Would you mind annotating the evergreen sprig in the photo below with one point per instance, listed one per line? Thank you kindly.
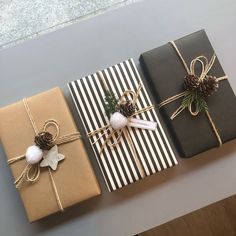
(110, 102)
(195, 98)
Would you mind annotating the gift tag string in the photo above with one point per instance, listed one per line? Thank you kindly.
(31, 172)
(114, 137)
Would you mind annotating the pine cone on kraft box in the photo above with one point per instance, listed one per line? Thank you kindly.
(44, 140)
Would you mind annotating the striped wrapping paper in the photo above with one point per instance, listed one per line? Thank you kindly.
(152, 147)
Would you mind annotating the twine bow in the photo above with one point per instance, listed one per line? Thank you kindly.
(206, 66)
(31, 173)
(113, 137)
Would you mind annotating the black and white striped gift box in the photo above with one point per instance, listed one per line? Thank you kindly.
(152, 147)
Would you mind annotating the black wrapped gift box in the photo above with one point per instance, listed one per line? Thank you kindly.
(165, 72)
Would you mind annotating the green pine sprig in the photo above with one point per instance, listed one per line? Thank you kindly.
(195, 98)
(110, 102)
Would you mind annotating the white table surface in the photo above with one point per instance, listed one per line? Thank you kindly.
(56, 58)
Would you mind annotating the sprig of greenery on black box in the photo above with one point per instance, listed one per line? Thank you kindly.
(195, 98)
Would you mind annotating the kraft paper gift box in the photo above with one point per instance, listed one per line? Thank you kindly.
(165, 73)
(74, 178)
(118, 164)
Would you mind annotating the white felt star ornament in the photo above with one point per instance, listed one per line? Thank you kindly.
(51, 158)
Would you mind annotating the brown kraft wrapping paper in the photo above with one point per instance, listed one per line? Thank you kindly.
(74, 177)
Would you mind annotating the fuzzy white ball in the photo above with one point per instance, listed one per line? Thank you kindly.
(118, 121)
(33, 154)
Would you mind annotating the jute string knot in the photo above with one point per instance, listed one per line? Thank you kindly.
(31, 172)
(114, 137)
(205, 66)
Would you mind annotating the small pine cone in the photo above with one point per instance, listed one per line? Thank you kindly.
(191, 82)
(208, 86)
(127, 109)
(44, 140)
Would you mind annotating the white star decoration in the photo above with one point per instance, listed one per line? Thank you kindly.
(51, 158)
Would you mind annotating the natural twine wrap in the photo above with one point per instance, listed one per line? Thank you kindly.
(113, 137)
(31, 173)
(205, 69)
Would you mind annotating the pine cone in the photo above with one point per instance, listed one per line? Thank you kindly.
(191, 82)
(208, 86)
(44, 140)
(127, 109)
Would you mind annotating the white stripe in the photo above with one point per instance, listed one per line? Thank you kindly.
(143, 131)
(98, 115)
(124, 146)
(137, 131)
(120, 153)
(155, 114)
(150, 117)
(90, 127)
(94, 92)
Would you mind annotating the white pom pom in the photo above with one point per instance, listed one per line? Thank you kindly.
(33, 154)
(118, 121)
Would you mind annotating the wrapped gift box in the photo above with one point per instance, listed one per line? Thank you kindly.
(165, 72)
(152, 147)
(75, 180)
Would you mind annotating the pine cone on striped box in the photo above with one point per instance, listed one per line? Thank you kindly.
(44, 140)
(127, 108)
(208, 86)
(191, 82)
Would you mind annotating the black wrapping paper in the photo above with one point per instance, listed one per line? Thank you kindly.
(165, 72)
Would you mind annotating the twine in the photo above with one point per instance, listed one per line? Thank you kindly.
(31, 173)
(205, 68)
(112, 133)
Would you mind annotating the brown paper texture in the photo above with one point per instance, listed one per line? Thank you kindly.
(74, 178)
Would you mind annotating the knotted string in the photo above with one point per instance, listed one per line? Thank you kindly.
(114, 136)
(205, 68)
(31, 173)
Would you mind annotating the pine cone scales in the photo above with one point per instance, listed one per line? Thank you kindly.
(127, 109)
(208, 86)
(191, 82)
(44, 140)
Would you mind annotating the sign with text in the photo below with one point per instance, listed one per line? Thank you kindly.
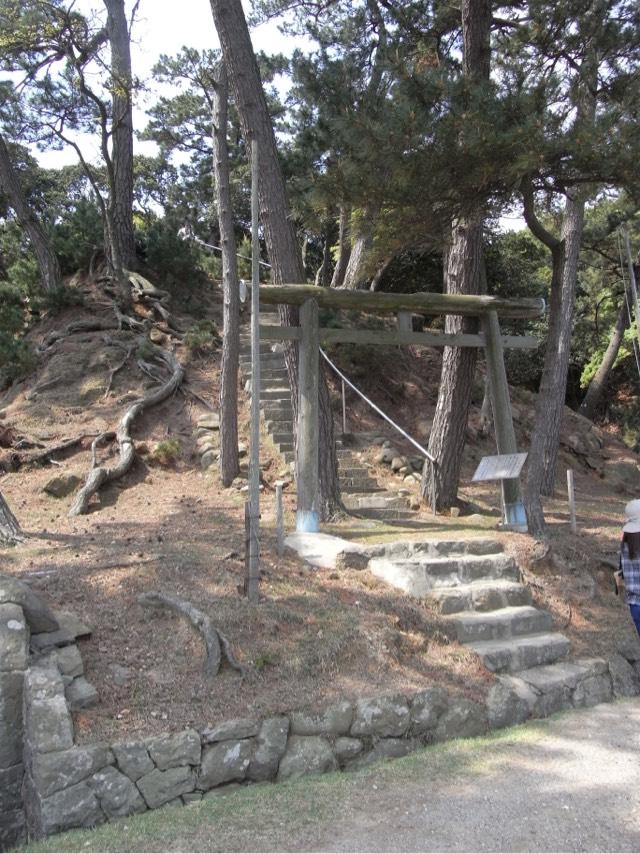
- - -
## WHAT TO DO
Starting at the line that contains "Would you mind annotating the knotted" and continuing through the end of the lines, rescale each line by multiplying every point coordinate in the answers by 2.5 and rounding to a whole number, with halves rounded up. Keep the requests unchanged and leave the pictures out.

## SOLVED PROBLEM
Would you mind annotating the knotted string in the photo above with one point per instance, listed one per line? Thank you kindly.
(285, 340)
(513, 170)
(78, 433)
Would you mind annotating the pine cone scales in the photo above with one point per instance, listed one per line? Thank you kindly.
(318, 273)
(520, 215)
(478, 205)
(110, 350)
Would you mind annotating the sign with text in the photo below with one point per instance, listed one per line? Thank you kindly.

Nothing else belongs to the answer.